## WORKING DATA:
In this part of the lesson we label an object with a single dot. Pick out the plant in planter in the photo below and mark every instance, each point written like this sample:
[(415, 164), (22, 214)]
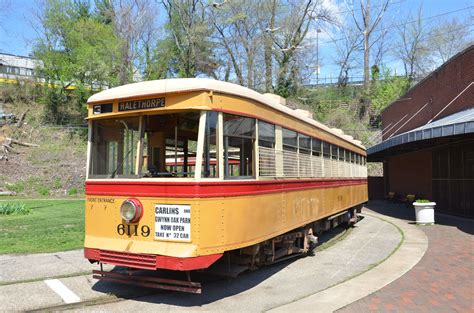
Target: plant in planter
[(424, 211)]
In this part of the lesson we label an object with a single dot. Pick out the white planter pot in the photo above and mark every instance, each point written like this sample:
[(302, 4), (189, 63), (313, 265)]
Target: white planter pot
[(424, 212)]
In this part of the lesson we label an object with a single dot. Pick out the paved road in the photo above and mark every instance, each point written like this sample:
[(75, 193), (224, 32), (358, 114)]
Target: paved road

## GIVEN TASK:
Please change "a single dot" to "one point" everywhere in the records above and write the records out again with nothing else altered. Leave the pictures out.

## THE REPLY:
In this part of the lesson we label an object with one point. Pick out the plant in planter in the photo below and mark every instance, each point written like this sample:
[(415, 164), (22, 214)]
Target: plant in planter
[(424, 211)]
In this part of the lesson we label an object with one point. Pick out the white planter pot in the photo above and mark every instance, each point written like this sample:
[(302, 4), (189, 63), (313, 265)]
Target: white planter pot
[(424, 212)]
In this part of the lesson we label an object with one point. Pick out the paved road in the photo above and mark every instance, each point written like this sample:
[(75, 193), (224, 32), (358, 114)]
Target: paved road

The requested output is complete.